What to work on:
Write out, word for word, only the lines from the one containing "Practice. Identify the lower" through the final line of the data.

======== Input material

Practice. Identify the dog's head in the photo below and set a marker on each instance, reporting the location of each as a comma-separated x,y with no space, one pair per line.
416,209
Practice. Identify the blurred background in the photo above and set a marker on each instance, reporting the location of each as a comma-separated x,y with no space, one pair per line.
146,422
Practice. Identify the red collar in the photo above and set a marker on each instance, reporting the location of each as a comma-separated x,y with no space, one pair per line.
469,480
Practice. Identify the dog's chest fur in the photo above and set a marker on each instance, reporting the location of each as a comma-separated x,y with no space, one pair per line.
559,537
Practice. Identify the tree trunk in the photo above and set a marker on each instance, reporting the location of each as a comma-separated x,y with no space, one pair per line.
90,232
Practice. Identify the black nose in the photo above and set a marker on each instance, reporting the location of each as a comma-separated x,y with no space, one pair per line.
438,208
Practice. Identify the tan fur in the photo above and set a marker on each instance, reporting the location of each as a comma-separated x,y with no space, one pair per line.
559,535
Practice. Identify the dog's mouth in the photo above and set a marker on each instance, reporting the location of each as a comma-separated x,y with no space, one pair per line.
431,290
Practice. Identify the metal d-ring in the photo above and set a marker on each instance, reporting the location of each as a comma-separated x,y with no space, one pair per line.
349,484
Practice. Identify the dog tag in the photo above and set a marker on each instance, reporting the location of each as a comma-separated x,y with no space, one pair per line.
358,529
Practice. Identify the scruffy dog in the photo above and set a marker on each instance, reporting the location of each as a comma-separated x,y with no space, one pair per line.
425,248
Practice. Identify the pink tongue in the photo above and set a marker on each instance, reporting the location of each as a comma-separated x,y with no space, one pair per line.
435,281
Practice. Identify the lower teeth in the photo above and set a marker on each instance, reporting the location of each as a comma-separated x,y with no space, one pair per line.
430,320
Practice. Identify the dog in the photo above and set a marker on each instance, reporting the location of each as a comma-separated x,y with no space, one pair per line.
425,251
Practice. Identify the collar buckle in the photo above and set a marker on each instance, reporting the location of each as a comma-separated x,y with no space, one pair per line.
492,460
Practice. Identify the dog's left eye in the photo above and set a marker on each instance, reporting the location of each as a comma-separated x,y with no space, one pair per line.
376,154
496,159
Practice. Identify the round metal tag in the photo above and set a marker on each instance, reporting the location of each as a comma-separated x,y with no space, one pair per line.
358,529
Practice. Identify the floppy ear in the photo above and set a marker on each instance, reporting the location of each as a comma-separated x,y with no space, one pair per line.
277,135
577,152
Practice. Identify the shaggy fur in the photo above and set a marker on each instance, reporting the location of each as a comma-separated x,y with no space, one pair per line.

================

Answer for this exercise:
Practice. Identify the lower teeth in the photo above and set a marker on each instance, reporting the location of each as a comma-separated x,y with no space, one pair per line.
430,320
Practice. Identify the dog in the photo above and set a marker on each instance, reporting the location of each as a comma-separated x,y with no space, one pair per line.
425,251
Practice. Identify the collar buckle in the photo above and set a marker on each instance, reporting the location of each as a comma-separated x,y with no space, one pair per line.
492,460
Practice. Identify the dog's left eye in the photo above and set a marker on each instance, reporting the location of each as a comma-separated x,y with no space, one pair per line.
376,154
496,159
Practice. Identify the round metal tag in the photo above and set a marker on each instance, reporting the location of each as a comma-separated x,y with no space, one pair per line.
358,529
Practice. Identify the floppy ear in the photo above and set a marker on each instance, reporting the location of each as a comma-separated x,y with no space, one pair per line.
277,135
577,152
Practice. Identify the shaggy fur in the photo above and set a marker on each instance, reporting the location of each as a comma-separated x,y with no space, one pair per line.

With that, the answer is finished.